Die Hausordnung steht über allem!

Vor ein paar Tagen hatte man sich schon traurig damit abgefunden, dass die Zeit der lustigen Kokainskandale wohl vorbei ist, Schmökel und Klimmt hatten Christoph Daum, Uli Hoeneß und die fröhlichen anonymen Kokser aus dem Bundestag auf den ersten Seiten der Springerpresse abgelöst, doch nun geht es weiter. Kokain – die zweite Staffel startete letztes Wochenende mit dem glorreichen Sieg von Schalke gegen Bayern, steigerte sich bis Mitte der Woche, um nun recht humorvoll ins Wochenende zu gehen.

(Einträge in einem Datensatz)
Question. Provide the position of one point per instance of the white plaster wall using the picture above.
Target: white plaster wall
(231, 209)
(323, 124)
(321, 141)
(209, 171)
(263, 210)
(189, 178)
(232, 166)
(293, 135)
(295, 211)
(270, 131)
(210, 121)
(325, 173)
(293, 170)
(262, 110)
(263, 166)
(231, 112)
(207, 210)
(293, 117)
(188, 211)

### Aufgabe
Schreibe aus dem Text über die Kokainskandale den Abschnitt von „Vor ein paar“ bis einschließlich „Wochenende zu gehen.“ wortgetreu ab.

### Endgültige Antwort
Vor ein paar Tagen hatte man sich schon traurig damit abgefunden, dass die Zeit der lustigen Kokainskandale wohl vorbei ist, Schmökel und Klimmt hatten Christoph Daum, Uli Hoeneß und die fröhlichen anonymen Kokser aus dem Bundestag auf den ersten Seiten der Springerpresse abgelöst, doch nun geht es weiter. Kokain – die zweite Staffel startete letztes Wochenende mit dem glorreichen Sieg von Schalke gegen Bayern, steigerte sich bis Mitte der Woche, um nun recht humorvoll ins Wochenende zu gehen.